— WHAT THE TASK ASKS —
Search the records below for the string "tail", and report each line that contains it.

— RECORDS FOR THIS EXERCISE —
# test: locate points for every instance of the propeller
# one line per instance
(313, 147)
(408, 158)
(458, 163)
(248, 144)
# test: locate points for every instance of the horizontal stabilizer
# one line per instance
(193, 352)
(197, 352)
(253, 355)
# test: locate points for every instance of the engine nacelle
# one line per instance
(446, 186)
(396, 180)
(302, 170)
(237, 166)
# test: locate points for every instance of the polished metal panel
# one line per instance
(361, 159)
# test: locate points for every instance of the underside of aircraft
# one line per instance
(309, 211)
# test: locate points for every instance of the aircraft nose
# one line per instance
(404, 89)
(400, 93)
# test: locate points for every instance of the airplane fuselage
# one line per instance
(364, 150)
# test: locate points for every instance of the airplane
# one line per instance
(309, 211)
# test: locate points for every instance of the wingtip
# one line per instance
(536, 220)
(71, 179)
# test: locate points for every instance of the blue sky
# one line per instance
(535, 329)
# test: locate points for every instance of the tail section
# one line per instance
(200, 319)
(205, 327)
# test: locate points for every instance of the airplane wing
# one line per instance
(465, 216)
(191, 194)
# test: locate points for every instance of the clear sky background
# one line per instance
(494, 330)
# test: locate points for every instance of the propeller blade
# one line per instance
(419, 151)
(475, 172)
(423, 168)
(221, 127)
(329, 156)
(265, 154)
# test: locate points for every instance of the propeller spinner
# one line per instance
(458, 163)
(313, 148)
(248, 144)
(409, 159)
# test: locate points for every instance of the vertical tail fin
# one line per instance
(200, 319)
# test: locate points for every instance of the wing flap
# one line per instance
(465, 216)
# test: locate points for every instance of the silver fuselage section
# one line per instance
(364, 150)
---
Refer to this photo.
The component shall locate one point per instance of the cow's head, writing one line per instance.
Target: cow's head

— WORKED SOLUTION —
# test: locate points for every instance of the tail section
# test: locate points for every instance of the vertical tail fin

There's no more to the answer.